*** SOURCE TEXT ***
Stewart argues that appellate counsel was ineffective for, among other things, failing to present the issue of effectiveness of trial counsel.[1] In fact, our supreme court has held that failure to properly preserve error on appeal constitutes ineffective assistance of counsel. Propes, supra, 550 N.E.2d at 758. However, in addressing the issue of prosecutorial misconduct on Stewart's first appeal, our supreme court indicated that it had reviewed the record and found that "a generally competent defense was presented" on Stewart's behalf. Stewart, supra, 474 N.E.2d at 1013. Therefore, because our supreme court reviewed the adequacy of trial counsel, Stewart was not prejudiced by appellate counsel's failure to specifically raise the issue.

Stewart also asserts that appellate counsel was ineffective for failing to consult with him concerning his first appeal. However, insufficient consultation does not constitute ineffective assistance of counsel absent a showing of prejudice to appellant. Parrish v. State (1987), Ind., 515 N.E.2d 516, 522. Stewart testified at the post conviction hearing that he had no legal training. He failed to demonstrate how consultation with appellate counsel *174 would have aided his first appeal. We find no basis for reversal in this regard.

III.

Stewart argues that the trial court failed to properly instruct the jury concerning the state's burden to prove intent to murder as an element of attempted murder. No objection was made at trial to the instructions given concerning the elements of the offense.

One of the cornerstones of our litigation process has been the contemporaneous objection rule. It simply provides that where no timely and proper objection was raised in the trial court, the matter will not be considered on appeal. The rule operates upon all parties. Its purpose is to promote fair trial by precluding a party from sitting idly by and appearing to assent to an offer of evidence or ruling by the court only to cry foul when the outcome goes against him. It promotes just determinations by requiring parties to voice objections in time that harmful error may be avoided or corrected so that a fair and proper verdict will be secured.

The doctrine of fundamental error exists as the exception to that rule since it permits consideration on appeal of errors to which no objection was made at trial. Frequently, it is said to occur when failure to consider the error would deny a defendant "fundamental due process." That is descriptive but not really definitionally very helpful. Decisions which have attempted to explore further into the meaning of "fundamental" have often characterized such error as "error so prejudicial that the defendant could not have had a fair trial," Kremer v. State (1987), Ind., 514 N.E.2d 1068, 1072, rehearing denied, or as "a blatant violation of basic and elementary principles ... [where] the harm or potential for harm could not be denied." Lewis v. State (1987), Ind., 511 N.E.2d 1054, 1057. The mere fact that error occurred and that it was prejudicial will not suffice. That, after all, is the ordinary rule for reversal on appeal when the contemporaneous objection has been made. Rather, the error must be one such that the defendant could not possibly have had a fair trial or such that this court is left with the conviction that the verdict or sentence is clearly wrong or of such dubious validity that justice cannot permit it to stand.

In the area of instructions to the jury in criminal cases it appears that the supreme court has found the error to be fundamental in instances where the trial court has failed to advise the jury of one of the elements of the offense under circumstances such that the jury might well have convicted although a reasonable doubt might exist concerning the omitted element. (If the existence of the omitted element is so well established in the record as to be incapable of rational dispute, the error might be characterized as harmless, but it would perhaps be more accurate to then deem it not fundamental.)
***
■ **WHAT IS EXPECTED**
Reproduce the stretch of the court opinion above from "Stewart also asserts" through "of the offense." word for word.
*** RAW RECORDS ***
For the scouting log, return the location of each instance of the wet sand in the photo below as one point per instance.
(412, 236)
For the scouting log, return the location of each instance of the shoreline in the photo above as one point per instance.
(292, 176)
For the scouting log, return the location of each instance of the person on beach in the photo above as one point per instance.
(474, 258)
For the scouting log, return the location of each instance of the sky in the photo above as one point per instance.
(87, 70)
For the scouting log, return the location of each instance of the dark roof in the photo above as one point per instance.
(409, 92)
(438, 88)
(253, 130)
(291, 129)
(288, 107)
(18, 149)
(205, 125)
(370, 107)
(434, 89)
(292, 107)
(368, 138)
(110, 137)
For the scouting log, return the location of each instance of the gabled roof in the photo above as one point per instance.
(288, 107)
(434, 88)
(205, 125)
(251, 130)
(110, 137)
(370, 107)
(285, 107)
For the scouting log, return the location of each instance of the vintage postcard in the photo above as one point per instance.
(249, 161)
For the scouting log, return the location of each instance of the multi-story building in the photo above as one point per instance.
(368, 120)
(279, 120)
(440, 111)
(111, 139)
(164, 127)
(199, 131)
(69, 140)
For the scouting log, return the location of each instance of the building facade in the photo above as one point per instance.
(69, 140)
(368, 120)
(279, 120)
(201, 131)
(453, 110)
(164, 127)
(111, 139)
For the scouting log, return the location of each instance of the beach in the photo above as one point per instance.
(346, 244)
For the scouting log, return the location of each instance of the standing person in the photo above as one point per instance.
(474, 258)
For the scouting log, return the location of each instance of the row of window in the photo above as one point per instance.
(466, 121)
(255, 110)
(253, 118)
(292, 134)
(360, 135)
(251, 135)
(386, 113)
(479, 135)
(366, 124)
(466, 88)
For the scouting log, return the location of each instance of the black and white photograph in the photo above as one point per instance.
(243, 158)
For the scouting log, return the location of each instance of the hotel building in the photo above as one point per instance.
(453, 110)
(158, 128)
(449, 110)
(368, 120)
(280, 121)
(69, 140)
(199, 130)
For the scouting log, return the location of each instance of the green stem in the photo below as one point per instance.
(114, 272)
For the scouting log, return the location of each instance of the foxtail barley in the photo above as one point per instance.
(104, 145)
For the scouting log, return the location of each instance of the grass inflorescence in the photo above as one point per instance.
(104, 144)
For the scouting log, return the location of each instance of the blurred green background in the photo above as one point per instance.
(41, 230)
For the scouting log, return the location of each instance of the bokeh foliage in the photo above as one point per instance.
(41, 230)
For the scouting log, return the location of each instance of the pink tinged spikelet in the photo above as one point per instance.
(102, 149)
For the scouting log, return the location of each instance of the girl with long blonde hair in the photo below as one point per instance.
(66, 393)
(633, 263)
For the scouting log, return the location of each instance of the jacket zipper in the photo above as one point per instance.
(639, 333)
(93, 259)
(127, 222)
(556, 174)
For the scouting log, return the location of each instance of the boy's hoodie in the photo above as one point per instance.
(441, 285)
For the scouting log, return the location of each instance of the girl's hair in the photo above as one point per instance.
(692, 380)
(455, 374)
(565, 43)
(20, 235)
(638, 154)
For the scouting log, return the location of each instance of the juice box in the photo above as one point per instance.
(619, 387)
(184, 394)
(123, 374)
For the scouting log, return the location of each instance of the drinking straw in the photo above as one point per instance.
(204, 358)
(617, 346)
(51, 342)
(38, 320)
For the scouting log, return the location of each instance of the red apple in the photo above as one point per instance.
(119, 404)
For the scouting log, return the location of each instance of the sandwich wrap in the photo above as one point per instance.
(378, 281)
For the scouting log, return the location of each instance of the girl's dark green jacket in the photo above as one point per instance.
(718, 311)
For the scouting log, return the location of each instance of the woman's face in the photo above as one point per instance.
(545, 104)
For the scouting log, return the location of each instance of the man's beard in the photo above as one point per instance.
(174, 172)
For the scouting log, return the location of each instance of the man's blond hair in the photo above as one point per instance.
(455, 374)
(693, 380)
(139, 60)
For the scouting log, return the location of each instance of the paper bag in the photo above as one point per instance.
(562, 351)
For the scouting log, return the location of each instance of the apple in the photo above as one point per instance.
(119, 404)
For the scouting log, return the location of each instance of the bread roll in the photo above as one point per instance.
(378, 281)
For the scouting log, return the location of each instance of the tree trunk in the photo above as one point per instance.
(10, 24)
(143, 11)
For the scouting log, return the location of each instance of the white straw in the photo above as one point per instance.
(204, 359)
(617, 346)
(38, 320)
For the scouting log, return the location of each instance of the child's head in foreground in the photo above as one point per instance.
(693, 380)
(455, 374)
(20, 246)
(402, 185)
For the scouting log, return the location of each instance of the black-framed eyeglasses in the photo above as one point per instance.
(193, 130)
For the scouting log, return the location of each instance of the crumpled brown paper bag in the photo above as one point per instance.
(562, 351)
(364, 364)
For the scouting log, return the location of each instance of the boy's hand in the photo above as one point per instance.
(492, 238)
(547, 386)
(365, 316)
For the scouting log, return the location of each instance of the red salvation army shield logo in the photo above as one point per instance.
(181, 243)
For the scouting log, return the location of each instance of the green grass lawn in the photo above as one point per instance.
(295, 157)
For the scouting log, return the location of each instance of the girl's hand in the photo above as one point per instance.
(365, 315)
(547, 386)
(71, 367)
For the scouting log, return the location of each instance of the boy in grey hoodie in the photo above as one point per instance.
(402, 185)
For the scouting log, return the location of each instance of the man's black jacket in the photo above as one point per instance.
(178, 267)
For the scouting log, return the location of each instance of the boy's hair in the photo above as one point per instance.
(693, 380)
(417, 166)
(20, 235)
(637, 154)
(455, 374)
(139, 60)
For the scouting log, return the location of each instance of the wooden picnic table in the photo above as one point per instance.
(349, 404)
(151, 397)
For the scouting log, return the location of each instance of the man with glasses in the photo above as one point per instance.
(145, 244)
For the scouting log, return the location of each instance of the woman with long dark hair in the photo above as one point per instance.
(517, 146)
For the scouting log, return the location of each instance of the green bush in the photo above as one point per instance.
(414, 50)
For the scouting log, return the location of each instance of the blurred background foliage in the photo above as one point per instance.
***
■ **RESPONSE**
Stewart also asserts that appellate counsel was ineffective for failing to consult with him concerning his first appeal. However, insufficient consultation does not constitute ineffective assistance of counsel absent a showing of prejudice to appellant. Parrish v. State (1987), Ind., 515 N.E.2d 516, 522. Stewart testified at the post conviction hearing that he had no legal training. He failed to demonstrate how consultation with appellate counsel *174 would have aided his first appeal. We find no basis for reversal in this regard.

III.

Stewart argues that the trial court failed to properly instruct the jury concerning the state's burden to prove intent to murder as an element of attempted murder. No objection was made at trial to the instructions given concerning the elements of the offense.